## Aim of the exercise
Retype the material below word for word, everything from the line containing "In this exercise you will find the person wearing" down to the line containing "[(381, 223), (195, 220), (334, 214), (236, 217)]", including both of those lines. Leave the pictures out of your copy.

Point annotation records:
>>>
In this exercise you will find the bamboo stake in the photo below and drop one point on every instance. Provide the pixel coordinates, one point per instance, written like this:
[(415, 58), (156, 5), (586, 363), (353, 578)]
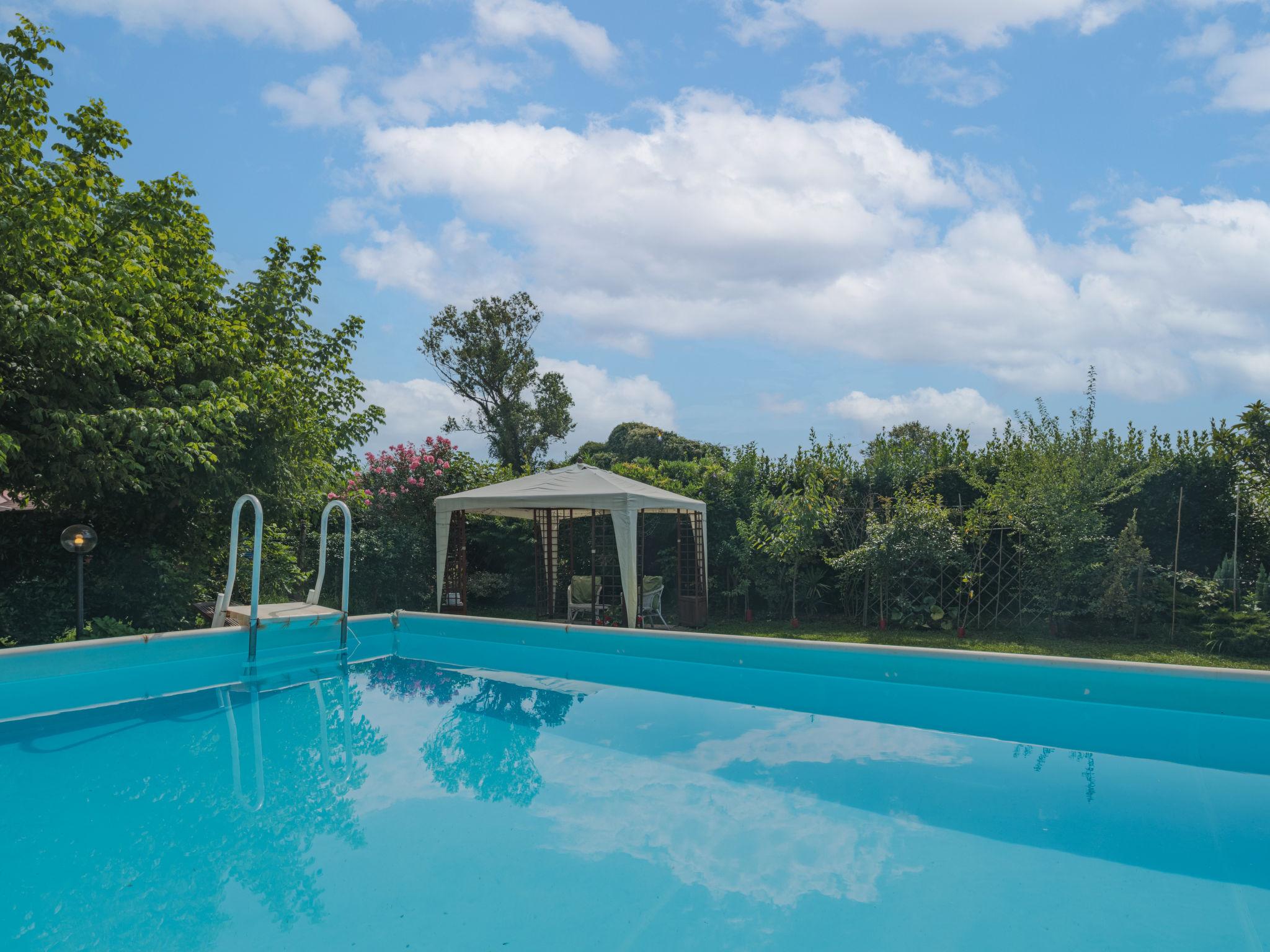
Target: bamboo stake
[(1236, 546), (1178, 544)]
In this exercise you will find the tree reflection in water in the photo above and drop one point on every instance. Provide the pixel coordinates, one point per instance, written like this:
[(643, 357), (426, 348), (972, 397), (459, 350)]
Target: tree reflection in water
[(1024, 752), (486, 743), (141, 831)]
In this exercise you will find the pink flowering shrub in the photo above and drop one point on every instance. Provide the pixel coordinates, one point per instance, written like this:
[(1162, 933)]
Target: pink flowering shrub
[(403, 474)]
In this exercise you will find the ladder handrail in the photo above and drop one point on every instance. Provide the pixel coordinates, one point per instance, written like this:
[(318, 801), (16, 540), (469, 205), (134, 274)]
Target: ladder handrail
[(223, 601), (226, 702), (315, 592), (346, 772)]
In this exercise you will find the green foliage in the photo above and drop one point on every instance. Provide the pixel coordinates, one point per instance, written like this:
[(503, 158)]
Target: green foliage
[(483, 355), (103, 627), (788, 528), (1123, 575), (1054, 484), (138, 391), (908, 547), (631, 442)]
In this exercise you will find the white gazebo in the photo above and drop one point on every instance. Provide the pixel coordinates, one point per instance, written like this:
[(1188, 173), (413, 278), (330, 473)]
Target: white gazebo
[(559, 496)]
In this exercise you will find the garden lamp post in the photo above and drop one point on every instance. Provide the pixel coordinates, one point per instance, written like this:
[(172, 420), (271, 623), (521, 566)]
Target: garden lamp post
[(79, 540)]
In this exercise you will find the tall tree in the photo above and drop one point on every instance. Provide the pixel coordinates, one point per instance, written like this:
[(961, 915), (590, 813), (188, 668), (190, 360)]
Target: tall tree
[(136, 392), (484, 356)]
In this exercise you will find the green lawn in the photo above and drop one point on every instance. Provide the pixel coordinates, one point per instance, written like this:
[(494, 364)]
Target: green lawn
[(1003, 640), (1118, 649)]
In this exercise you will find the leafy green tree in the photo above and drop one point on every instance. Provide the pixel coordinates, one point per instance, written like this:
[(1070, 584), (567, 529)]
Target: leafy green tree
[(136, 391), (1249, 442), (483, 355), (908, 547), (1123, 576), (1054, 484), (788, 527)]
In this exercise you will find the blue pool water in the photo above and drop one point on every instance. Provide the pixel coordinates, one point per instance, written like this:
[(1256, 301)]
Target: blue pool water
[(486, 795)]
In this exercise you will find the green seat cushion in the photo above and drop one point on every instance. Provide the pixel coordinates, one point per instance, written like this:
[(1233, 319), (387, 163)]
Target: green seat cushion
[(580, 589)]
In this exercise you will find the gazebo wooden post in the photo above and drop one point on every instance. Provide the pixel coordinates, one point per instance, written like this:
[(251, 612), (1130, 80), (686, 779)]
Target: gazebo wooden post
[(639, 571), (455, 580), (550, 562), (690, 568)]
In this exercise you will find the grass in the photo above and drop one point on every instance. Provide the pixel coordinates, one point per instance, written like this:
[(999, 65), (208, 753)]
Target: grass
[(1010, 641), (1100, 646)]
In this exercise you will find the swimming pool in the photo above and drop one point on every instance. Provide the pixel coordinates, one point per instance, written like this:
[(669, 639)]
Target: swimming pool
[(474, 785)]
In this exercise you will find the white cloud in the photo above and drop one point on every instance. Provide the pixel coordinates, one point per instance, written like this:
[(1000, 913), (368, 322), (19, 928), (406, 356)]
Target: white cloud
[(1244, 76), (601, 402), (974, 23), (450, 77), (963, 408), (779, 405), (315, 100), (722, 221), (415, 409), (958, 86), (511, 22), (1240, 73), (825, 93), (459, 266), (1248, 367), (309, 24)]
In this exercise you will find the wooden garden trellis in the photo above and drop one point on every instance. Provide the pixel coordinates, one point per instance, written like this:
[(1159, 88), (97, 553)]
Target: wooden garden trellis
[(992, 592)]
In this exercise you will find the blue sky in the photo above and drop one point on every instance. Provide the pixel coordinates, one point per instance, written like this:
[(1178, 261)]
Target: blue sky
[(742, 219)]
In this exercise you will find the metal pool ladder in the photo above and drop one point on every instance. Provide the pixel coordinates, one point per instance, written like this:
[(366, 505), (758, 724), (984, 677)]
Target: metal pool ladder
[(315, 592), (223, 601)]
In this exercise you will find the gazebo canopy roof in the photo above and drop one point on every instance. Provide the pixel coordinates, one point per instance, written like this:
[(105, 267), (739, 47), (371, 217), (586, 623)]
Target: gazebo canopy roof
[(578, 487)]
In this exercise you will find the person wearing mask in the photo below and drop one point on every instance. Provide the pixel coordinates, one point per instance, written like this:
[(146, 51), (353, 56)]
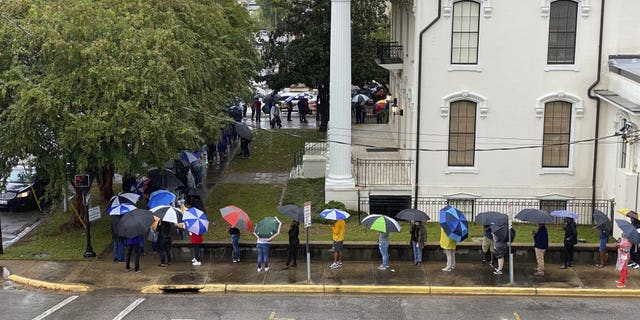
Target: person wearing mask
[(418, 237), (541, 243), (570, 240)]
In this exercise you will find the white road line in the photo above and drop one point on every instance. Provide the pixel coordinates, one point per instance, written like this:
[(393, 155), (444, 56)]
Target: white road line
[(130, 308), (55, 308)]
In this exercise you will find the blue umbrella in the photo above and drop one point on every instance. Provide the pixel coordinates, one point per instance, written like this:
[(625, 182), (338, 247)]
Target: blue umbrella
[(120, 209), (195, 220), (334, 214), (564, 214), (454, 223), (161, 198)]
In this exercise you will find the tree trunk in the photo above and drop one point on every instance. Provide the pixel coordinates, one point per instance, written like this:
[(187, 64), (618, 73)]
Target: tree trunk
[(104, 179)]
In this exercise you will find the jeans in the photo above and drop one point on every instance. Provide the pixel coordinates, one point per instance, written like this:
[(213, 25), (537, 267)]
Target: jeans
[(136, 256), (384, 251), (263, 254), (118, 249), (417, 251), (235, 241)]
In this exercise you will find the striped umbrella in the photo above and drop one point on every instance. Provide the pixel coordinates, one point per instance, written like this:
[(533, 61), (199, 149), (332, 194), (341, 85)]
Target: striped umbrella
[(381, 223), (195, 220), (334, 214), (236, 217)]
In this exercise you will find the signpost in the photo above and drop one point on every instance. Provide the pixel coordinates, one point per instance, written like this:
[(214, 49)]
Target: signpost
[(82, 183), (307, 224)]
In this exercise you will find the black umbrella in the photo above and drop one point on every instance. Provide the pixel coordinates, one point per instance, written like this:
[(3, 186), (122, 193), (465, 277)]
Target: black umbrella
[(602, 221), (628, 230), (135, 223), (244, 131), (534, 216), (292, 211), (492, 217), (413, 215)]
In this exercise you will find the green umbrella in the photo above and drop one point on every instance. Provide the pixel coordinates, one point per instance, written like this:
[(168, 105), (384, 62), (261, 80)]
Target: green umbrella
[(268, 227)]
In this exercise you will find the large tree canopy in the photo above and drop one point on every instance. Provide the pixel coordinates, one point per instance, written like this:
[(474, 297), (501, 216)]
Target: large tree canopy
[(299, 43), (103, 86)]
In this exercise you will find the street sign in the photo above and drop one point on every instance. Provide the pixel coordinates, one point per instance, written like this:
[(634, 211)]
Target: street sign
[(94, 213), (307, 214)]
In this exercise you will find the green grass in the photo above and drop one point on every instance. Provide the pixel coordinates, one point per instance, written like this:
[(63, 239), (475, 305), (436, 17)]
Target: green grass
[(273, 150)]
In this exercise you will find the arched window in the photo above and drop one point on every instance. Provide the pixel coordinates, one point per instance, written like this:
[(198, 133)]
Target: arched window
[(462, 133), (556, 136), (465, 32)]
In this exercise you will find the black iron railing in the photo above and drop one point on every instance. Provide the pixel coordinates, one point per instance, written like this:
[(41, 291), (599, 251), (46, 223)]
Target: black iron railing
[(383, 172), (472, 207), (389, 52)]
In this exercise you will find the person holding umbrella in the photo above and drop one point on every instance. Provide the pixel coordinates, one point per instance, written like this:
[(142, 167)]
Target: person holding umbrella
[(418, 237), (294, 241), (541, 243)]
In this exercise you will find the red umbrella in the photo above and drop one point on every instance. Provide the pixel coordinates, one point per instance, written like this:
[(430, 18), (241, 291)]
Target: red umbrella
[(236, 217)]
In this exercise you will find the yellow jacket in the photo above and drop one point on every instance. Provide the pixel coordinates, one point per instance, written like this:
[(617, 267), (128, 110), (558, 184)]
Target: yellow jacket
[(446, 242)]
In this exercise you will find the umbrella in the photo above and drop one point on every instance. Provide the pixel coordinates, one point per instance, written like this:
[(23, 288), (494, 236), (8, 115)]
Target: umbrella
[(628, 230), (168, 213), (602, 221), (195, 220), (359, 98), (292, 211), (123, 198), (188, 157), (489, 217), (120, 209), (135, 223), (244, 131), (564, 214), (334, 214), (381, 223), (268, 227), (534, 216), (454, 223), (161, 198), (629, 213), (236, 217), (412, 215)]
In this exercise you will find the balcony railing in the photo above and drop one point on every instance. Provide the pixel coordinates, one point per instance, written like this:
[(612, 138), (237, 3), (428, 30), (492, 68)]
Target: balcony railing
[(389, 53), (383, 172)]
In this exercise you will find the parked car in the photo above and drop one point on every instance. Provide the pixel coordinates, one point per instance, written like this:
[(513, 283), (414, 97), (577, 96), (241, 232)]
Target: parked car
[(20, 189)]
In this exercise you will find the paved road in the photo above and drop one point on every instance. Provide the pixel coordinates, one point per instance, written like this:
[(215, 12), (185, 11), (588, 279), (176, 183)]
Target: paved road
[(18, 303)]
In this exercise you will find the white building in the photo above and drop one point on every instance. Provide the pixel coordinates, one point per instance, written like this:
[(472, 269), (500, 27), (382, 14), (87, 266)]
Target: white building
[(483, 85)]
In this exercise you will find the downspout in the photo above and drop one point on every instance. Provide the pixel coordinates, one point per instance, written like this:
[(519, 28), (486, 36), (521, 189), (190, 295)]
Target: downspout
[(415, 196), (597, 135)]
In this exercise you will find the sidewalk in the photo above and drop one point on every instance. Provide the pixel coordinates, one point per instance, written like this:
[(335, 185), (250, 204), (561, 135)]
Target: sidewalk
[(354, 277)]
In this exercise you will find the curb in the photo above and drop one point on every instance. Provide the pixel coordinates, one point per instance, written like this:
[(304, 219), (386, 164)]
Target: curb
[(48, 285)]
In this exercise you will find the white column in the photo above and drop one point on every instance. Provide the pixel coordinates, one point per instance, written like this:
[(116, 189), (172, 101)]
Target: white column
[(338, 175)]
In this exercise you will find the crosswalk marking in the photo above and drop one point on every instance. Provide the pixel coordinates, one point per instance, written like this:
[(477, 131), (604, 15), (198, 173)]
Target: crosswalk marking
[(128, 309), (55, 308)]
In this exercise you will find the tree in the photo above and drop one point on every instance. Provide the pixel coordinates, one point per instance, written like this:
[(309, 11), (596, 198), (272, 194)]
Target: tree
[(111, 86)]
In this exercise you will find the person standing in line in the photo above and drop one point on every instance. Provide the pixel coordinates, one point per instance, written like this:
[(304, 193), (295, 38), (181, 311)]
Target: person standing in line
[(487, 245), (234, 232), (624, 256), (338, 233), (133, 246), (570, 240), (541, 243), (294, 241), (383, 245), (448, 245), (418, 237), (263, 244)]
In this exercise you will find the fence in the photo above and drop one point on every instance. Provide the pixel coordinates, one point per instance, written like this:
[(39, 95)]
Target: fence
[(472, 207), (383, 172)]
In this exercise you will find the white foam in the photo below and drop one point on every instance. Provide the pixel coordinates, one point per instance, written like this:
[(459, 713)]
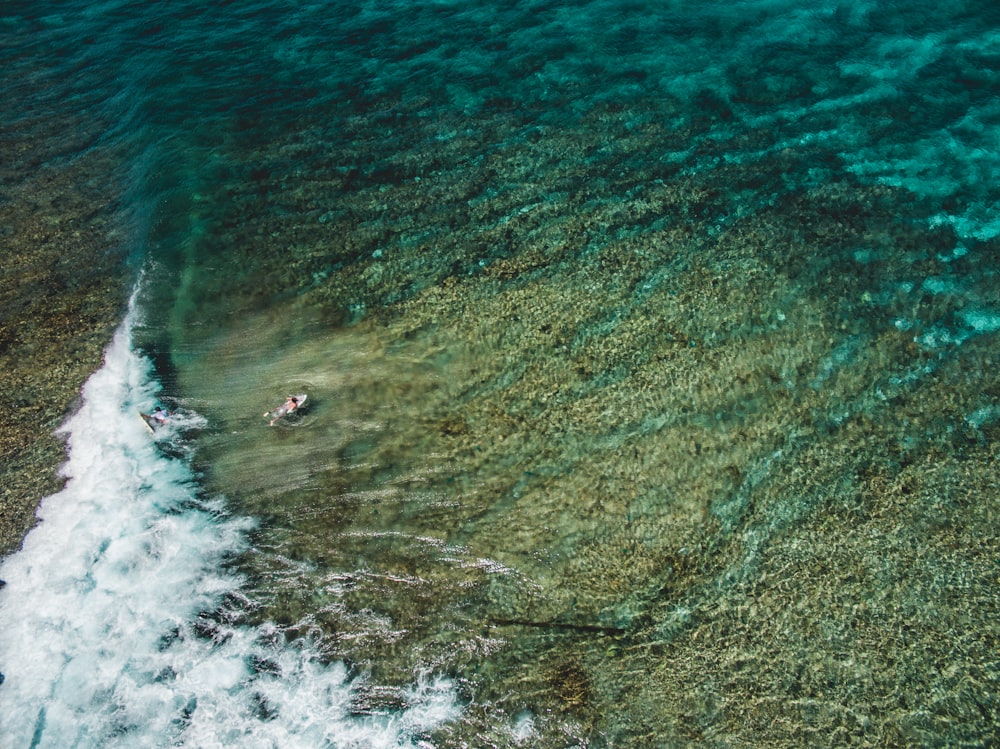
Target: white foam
<<<
## Final result
In this exercise you will find the person wearing mask in the photo below and drop one point on every instance. Provide the pixel coordinates, one point per instance, written like this:
[(146, 51), (353, 56)]
Target: person wearing mask
[(418, 237), (541, 243), (570, 240)]
In this exercise you will find the white road line in the photo above and drop one point on every instance. Provide the pixel coordinates, one point per instance, written like this:
[(393, 155), (444, 56)]
Target: white road line
[(130, 308), (55, 308)]
In this exercise you will find the blue umbrella in the photo above and drop one point on every instance. Provide the pixel coordinates, one point per instance, written like this:
[(625, 182), (338, 247)]
Target: blue umbrella
[(120, 209), (195, 220), (334, 214), (564, 214), (454, 223), (161, 198)]
In this exercise you will find the tree trunk in the photo above and drop one point on every instance. Provide the pixel coordinates, one point per instance, written like this:
[(187, 64), (618, 73)]
Target: tree trunk
[(104, 179)]
In this exercise you will find the jeans in the photo above and drop one point on every instance. Provide the pixel coordinates, one point per instance, written like this:
[(213, 25), (537, 267)]
Target: jeans
[(136, 256), (384, 251), (263, 254), (118, 249), (417, 251), (235, 241)]
In this exercise you will find the striped umbrella in the photo above and drop one point on every instance. Provide the pixel coordinates, one point per instance, written like this:
[(533, 61), (199, 149), (332, 194), (341, 85)]
Target: striped umbrella
[(381, 223), (195, 220), (334, 214), (236, 217)]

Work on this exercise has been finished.